On se demande pourquoi il reste encore un seul Français pour soutenir un pouvoir dont le bilan est calamiteux. Il se voulait exemplaire et les démissions se multiplient dans un bruit persistant de casseroles. Il se voulait réformateur et efficace. Les résultats de la France dont la dette vient de passer les 100% du PIB sont moins bons que ceux de nos voisins et partenaires. Qui plus est, la méthode employée pour la réforme des retraites a été dévastatrice. On pouvait penser qu’avec sa maîtrise de l’anglais, Macron existerait sur la scène internationale. Sa provocation sur l’OTAN en mort cérébrale a montré au contraire à quel point il était isolé. Et cela s’est produit au moment même où 13 de nos soldats mouraient au Mali dans une guerre sans fin.

**Travail à faire:**
A. Les affirmations suivantes concordent-elles avec l'extrait ? (i) La dette de la France a dépassé 100 % du PIB. (ii) Les résultats de la France sont meilleurs que ceux de ses voisins. (iii) Treize soldats français sont morts au Mali. Pour chacune, répondez par oui ou non en citant les mots décisifs de l'extrait.
B. Recopiez fidèlement le passage de l'extrait en commençant par « On se demande » et en allant jusqu'à « guerre sans fin. ».
C. D'après l'extrait, pourquoi le bilan du pouvoir est-il qualifié de calamiteux ? Répondez en une à trois phrases.

**Lignes de données:**
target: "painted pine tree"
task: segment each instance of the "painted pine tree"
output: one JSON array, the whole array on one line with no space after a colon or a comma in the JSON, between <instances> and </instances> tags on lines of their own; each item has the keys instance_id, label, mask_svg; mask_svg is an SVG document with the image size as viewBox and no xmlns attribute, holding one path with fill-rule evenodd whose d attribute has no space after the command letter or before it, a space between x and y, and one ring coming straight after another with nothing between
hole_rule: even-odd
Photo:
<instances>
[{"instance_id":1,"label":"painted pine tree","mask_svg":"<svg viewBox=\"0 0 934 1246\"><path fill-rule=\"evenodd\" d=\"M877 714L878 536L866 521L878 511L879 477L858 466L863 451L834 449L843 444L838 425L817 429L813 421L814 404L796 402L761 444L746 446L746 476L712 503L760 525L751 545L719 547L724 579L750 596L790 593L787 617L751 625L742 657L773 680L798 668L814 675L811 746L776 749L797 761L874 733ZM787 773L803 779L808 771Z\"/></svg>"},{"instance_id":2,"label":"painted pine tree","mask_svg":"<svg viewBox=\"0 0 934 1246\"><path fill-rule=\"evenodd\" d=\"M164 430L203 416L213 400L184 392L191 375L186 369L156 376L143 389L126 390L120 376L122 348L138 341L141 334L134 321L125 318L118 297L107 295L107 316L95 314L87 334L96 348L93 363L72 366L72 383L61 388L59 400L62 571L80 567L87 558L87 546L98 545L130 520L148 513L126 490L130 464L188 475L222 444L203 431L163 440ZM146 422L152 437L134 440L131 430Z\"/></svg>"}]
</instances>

**Réponses fournies:**
A.
(i) Oui : « la dette vient de passer les 100% du PIB ».
(ii) Non : « sont moins bons que ceux de nos voisins et partenaires ».
(iii) Oui : « 13 de nos soldats mouraient au Mali ».

B.
On se demande pourquoi il reste encore un seul Français pour soutenir un pouvoir dont le bilan est calamiteux. Il se voulait exemplaire et les démissions se multiplient dans un bruit persistant de casseroles. Il se voulait réformateur et efficace. Les résultats de la France dont la dette vient de passer les 100% du PIB sont moins bons que ceux de nos voisins et partenaires. Qui plus est, la méthode employée pour la réforme des retraites a été dévastatrice. On pouvait penser qu’avec sa maîtrise de l’anglais, Macron existerait sur la scène internationale. Sa provocation sur l’OTAN en mort cérébrale a montré au contraire à quel point il était isolé. Et cela s’est produit au moment même où 13 de nos soldats mouraient au Mali dans une guerre sans fin.

C. Le pouvoir se voulait exemplaire, mais les démissions se multiplient. Il se voulait réformateur et efficace, mais la France obtient des résultats moins bons que ceux de ses voisins et sa dette vient de passer les 100 % du PIB. La méthode de la réforme des retraites a été dévastatrice, et la provocation de Macron sur l'OTAN a montré à quel point il était isolé sur la scène internationale.